### Exercise task 1
Recast the records as a JSON list of strings, one string for each line and no blank lines. Include only the lines starting at the line that contains "the white soap" and ending at the line that contains "point(237, 479)".

### Given passage

* START *

Thus, exit (out) flight from roost-
beam one: 1,0 beam two: 1,0

Return flight (in) into roost-
beam two:1,0 beam one: 1,0

The code creates a stack since bats go in and out all the time, we only need to count the maximum out at any one time (thus we can say there are at least x bats in the roost).

The problem I am having is that the stats do not add up properly at the end. At the end of the bats day (we start each day with zero bats) when you subtract the total "in" flights from the total "out" flights it does not equal the number of bats caclulated to be still out.

e.g.
Date,2011-06-05,IN>,189,OUT>,442,Max count>,286,difference between start of count (0) and end of count = -253 (Max was 22:30:50)

You can see the max count is 286 yet if you subtract the ins 189 from the outs 442 this equals 253, not the reported count of 286. I am at a loss to work out what is going on here.Smilie

The script I'm having problems with is batmon02-02-2012.awk

here is the code: (it is run in windoze). Also attached is a small output.txt file of only a few hours data.

ipether.bat (calls the following scripts in sequence)
Code:
@echo off
cls
echo There cannot be any extra linefeeds at the start 
ECHO or end of the input file (output.txt)
echo.
echo It must be in the expected format, any other will cause crash.
ECHO if in doubt, search for two commas together and delete any lines like this.
echo.
echo working... please wait...

* END *

[Excerpts from point annotation data]

* START *

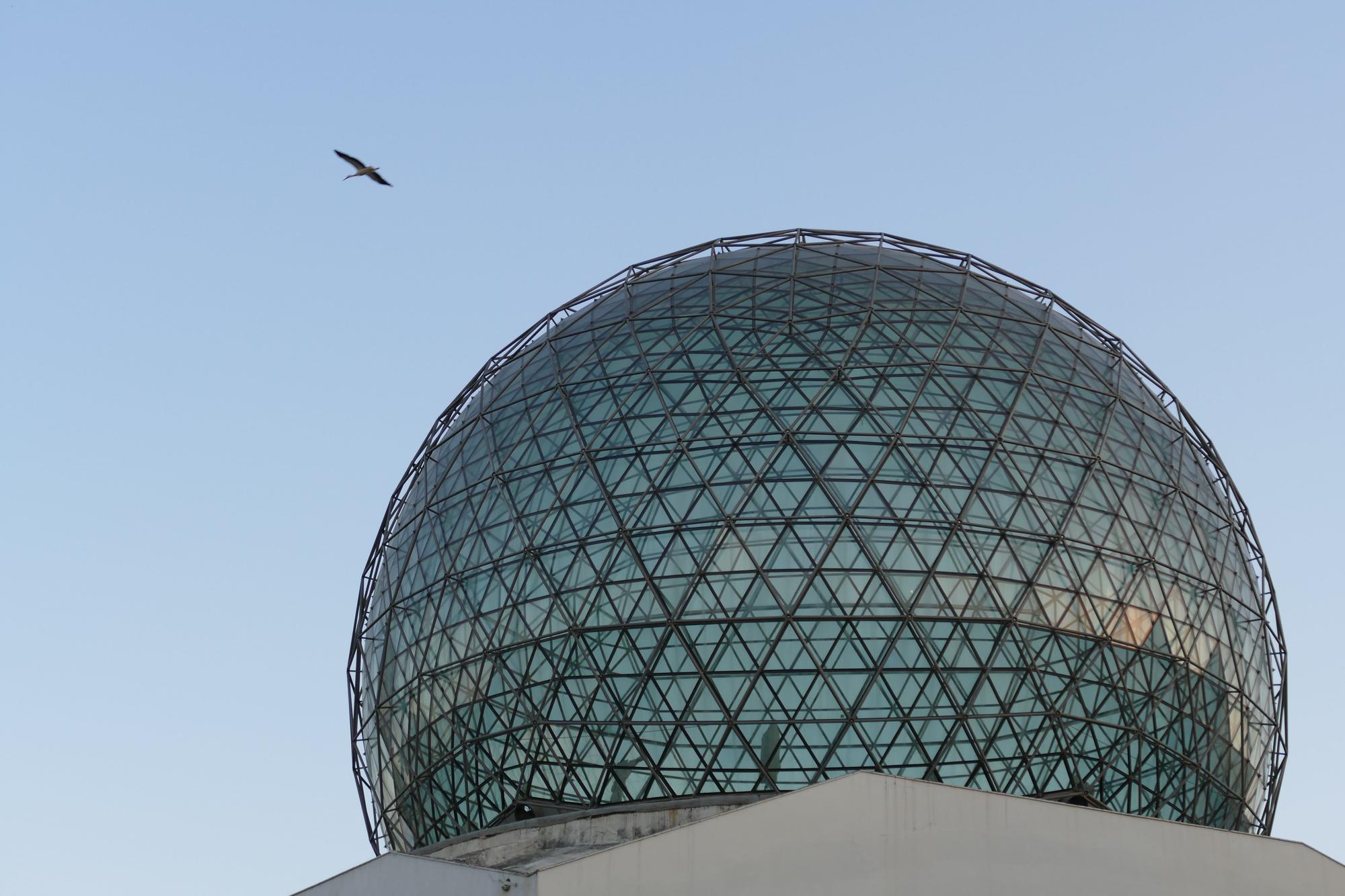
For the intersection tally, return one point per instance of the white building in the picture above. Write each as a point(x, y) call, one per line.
point(866, 833)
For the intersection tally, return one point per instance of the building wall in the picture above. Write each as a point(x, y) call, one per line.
point(880, 834)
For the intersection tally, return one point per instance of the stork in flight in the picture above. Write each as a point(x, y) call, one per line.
point(361, 169)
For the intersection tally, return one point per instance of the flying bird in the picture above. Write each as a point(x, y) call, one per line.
point(361, 169)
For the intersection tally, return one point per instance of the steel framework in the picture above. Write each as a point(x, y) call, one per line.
point(782, 506)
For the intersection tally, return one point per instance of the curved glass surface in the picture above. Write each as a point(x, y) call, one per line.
point(767, 516)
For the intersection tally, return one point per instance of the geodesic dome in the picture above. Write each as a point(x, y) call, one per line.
point(781, 507)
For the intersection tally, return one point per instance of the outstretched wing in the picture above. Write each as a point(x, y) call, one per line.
point(350, 159)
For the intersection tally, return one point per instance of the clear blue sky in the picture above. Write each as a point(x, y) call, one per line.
point(219, 357)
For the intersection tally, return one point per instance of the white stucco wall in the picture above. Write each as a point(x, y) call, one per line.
point(874, 833)
point(401, 874)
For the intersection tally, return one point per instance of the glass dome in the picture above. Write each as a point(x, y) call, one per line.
point(782, 507)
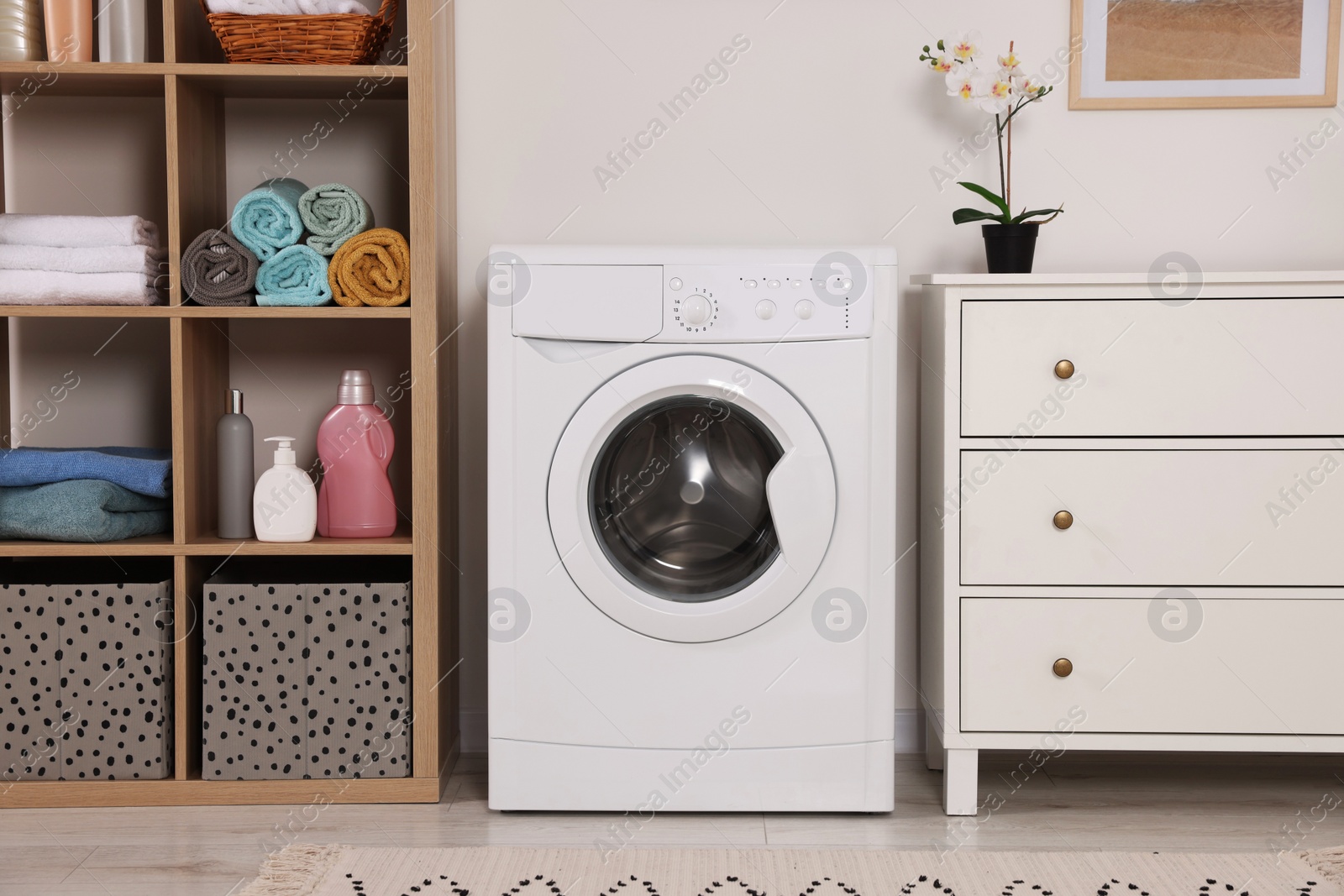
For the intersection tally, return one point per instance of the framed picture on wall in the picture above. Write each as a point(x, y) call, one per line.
point(1205, 54)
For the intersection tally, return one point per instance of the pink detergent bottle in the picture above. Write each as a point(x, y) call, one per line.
point(355, 445)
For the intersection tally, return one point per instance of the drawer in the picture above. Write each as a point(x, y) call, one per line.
point(1142, 369)
point(1236, 517)
point(1253, 667)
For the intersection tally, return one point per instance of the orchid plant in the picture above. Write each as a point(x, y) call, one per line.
point(1003, 90)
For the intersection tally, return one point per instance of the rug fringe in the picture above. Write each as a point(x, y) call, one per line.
point(295, 871)
point(1330, 862)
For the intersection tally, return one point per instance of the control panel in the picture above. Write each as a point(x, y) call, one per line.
point(766, 302)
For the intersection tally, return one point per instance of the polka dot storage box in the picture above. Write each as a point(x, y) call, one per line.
point(87, 671)
point(307, 674)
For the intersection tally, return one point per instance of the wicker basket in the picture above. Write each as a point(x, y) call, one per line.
point(344, 39)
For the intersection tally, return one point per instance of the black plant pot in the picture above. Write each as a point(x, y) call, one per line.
point(1010, 249)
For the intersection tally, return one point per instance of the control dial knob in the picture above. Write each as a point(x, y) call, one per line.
point(696, 311)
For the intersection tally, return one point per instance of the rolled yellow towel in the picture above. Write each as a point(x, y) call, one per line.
point(373, 268)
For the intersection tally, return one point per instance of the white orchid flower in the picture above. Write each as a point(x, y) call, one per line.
point(1026, 86)
point(992, 93)
point(961, 82)
point(963, 47)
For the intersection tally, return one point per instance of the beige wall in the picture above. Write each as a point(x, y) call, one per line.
point(826, 132)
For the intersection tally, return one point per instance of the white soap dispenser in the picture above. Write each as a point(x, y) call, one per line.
point(286, 501)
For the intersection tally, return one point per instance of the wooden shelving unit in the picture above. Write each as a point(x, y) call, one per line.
point(195, 83)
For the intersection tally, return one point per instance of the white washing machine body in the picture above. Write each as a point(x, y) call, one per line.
point(691, 528)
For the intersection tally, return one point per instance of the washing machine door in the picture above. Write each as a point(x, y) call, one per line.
point(692, 499)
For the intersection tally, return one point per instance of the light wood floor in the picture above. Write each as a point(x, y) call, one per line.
point(1074, 802)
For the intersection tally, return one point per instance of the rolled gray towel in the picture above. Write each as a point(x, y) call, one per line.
point(333, 214)
point(219, 270)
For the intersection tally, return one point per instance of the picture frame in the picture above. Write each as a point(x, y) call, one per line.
point(1119, 58)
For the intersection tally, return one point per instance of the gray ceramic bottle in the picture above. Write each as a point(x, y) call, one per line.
point(237, 479)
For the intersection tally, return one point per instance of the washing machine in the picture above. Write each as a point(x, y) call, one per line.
point(691, 590)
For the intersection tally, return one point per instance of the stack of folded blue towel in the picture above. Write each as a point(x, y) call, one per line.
point(85, 495)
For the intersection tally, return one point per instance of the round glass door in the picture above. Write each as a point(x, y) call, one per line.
point(678, 499)
point(703, 513)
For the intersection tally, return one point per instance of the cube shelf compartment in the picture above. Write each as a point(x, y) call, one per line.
point(170, 140)
point(307, 680)
point(87, 671)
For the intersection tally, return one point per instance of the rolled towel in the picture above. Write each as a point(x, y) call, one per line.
point(333, 214)
point(218, 270)
point(143, 470)
point(81, 511)
point(80, 231)
point(374, 269)
point(266, 219)
point(288, 7)
point(296, 275)
point(60, 288)
point(92, 259)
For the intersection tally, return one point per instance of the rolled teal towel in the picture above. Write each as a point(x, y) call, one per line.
point(266, 219)
point(81, 511)
point(333, 214)
point(144, 470)
point(296, 275)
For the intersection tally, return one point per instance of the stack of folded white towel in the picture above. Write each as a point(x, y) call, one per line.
point(74, 259)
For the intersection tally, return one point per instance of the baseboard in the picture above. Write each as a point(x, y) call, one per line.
point(909, 731)
point(476, 730)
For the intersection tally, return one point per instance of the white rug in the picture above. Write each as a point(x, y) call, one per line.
point(494, 871)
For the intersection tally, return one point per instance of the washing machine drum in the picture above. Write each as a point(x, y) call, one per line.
point(679, 499)
point(702, 512)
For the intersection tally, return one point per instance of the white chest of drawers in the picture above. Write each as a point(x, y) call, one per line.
point(1132, 517)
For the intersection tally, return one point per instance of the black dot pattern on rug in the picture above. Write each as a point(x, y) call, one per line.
point(306, 681)
point(87, 681)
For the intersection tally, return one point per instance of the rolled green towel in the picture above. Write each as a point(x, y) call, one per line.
point(296, 275)
point(333, 214)
point(266, 219)
point(81, 511)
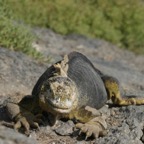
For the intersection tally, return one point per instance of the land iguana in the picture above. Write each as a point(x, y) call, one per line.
point(70, 89)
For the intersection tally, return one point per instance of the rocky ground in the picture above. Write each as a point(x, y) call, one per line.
point(18, 74)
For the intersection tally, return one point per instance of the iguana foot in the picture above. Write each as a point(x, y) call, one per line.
point(23, 118)
point(95, 127)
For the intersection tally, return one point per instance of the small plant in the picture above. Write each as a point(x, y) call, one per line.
point(118, 21)
point(14, 35)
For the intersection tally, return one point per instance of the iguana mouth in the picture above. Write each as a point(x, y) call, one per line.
point(49, 105)
point(60, 94)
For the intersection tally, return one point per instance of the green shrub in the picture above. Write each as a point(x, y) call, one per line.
point(14, 35)
point(118, 21)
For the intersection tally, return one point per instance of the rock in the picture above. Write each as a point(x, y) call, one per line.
point(65, 128)
point(9, 136)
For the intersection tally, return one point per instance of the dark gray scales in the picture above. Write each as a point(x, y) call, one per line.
point(88, 80)
point(86, 77)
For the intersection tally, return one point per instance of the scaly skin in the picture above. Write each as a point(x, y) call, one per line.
point(69, 89)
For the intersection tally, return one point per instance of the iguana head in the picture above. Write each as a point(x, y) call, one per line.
point(58, 94)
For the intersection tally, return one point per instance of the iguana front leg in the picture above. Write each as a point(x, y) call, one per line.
point(92, 122)
point(23, 117)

* END *

### Exercise task 2
Answer these questions about the post on counting bats:
(a) Which script is the writer having problems with?
(b) What date appears in the example line of stats?
(c) What maximum count does that example line report?

### Full response 1
[
  "For the intersection tally, return one point per instance of the white soap dispenser in the picture above. Write each as a point(x, y) call, one per line.",
  "point(286, 501)",
  "For the intersection tally, return one point per instance of the wooden shelving unit in the picture above. Write each as a point(x, y) call, one per line.",
  "point(195, 83)",
  "For the intersection tally, return one point per instance of the white washing machine body in the picture above. Write each as a point(x, y) call, one per line.",
  "point(691, 528)",
  "For the intersection tally, return one point per instance of the washing machine door in the picture above. Write each as a point(x, y) call, one per line.",
  "point(692, 499)",
  "For the intersection tally, return one point per instance of the light wood floor in the picture above. Write each as a point(x, y) call, one per line.",
  "point(1074, 802)",
  "For the intersection tally, return one point per instance of the rolled gray towel in the picture above. Write each as a point(x, y) call, one per line.",
  "point(333, 214)",
  "point(219, 270)",
  "For the intersection tally, return one point per instance of the picture frame in the picture above. Write each as a point(x, y) call, one per line.",
  "point(1119, 58)",
  "For the intersection tally, return one point per instance of the gray ceramic bottle in the picture above. Write each as a point(x, y) call, one per line.",
  "point(237, 479)"
]

### Full response 2
(a) batmon02-02-2012.awk
(b) 2011-06-05
(c) 286